요구 사항
아래 자료에서 "tree"라는 문자열이 들어 있는 줄을 세어 그 수만 적으세요. 대소문자는 구분합니다.

데이터 행
━━━
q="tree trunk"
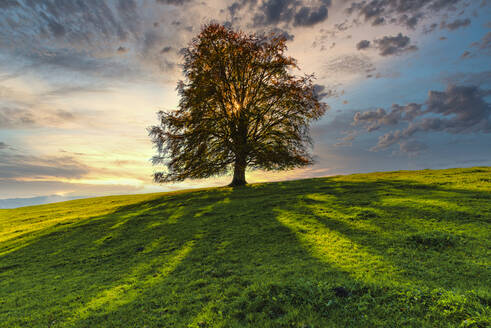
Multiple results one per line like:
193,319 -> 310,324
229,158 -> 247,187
━━━
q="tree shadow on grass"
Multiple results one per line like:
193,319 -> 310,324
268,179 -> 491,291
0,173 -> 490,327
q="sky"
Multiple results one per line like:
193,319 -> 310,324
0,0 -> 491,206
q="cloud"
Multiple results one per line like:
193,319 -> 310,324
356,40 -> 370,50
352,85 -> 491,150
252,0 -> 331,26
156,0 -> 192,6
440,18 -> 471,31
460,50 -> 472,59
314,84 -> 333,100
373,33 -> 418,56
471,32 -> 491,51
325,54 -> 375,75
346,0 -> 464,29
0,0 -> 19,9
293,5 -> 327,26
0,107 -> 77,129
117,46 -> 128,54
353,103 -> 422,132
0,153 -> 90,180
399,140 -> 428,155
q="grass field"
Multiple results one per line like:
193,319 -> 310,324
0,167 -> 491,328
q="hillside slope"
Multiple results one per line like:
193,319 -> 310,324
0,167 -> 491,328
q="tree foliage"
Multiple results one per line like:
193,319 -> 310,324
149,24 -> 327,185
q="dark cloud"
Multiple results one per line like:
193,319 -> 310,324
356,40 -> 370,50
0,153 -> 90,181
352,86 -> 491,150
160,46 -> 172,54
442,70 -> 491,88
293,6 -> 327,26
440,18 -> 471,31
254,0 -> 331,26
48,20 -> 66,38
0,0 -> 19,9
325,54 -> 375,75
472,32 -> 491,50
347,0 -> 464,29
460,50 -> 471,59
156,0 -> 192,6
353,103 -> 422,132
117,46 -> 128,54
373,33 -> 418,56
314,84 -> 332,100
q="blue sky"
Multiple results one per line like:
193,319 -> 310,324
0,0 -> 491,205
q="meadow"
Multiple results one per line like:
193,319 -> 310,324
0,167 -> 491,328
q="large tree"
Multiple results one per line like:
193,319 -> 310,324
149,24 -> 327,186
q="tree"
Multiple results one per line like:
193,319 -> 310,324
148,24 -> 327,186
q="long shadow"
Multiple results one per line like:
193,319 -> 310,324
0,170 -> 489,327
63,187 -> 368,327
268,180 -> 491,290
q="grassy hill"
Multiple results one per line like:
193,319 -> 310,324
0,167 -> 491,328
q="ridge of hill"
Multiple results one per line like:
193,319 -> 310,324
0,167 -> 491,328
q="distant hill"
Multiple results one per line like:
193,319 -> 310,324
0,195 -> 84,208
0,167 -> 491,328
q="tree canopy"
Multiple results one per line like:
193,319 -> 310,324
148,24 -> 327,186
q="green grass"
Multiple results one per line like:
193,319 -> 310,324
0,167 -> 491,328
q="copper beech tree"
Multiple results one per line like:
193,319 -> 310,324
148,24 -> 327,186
━━━
최종 결과
7